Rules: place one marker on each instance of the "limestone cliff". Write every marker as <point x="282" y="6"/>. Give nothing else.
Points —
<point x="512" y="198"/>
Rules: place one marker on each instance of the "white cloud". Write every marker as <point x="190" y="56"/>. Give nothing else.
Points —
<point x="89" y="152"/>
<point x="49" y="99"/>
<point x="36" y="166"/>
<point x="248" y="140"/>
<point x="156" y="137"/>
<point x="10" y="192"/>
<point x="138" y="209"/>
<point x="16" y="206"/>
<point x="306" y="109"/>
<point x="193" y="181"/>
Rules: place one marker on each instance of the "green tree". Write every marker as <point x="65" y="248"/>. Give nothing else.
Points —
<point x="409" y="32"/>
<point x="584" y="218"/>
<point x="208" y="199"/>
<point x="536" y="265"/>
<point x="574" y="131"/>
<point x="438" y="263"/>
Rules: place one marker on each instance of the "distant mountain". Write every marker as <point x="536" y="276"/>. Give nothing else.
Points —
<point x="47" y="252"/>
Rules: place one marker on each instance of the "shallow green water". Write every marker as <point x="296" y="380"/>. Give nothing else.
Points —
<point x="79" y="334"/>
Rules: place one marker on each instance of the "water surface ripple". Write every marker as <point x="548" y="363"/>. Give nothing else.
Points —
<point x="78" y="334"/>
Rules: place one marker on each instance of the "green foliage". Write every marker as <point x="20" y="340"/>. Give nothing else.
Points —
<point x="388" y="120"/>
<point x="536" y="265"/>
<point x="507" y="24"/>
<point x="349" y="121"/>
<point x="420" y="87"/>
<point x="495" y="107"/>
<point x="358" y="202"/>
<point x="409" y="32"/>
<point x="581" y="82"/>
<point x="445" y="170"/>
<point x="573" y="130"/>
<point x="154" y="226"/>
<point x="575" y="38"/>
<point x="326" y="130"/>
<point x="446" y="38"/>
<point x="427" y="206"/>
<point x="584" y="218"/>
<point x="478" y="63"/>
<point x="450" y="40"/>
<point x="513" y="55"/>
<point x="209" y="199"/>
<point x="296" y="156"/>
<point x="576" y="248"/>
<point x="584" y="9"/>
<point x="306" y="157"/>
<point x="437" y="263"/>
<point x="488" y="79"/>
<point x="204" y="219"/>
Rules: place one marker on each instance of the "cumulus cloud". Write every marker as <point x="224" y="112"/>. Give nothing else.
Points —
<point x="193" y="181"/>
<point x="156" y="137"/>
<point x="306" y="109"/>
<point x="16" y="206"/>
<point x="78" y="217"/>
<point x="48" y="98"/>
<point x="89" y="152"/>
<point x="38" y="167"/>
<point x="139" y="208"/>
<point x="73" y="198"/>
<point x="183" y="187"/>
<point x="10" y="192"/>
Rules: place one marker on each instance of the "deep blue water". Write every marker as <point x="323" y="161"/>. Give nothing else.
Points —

• PROBLEM DETAILS: The expected output is one number, the tally of lines above containing "cloud".

• WRITTEN REPLY: 2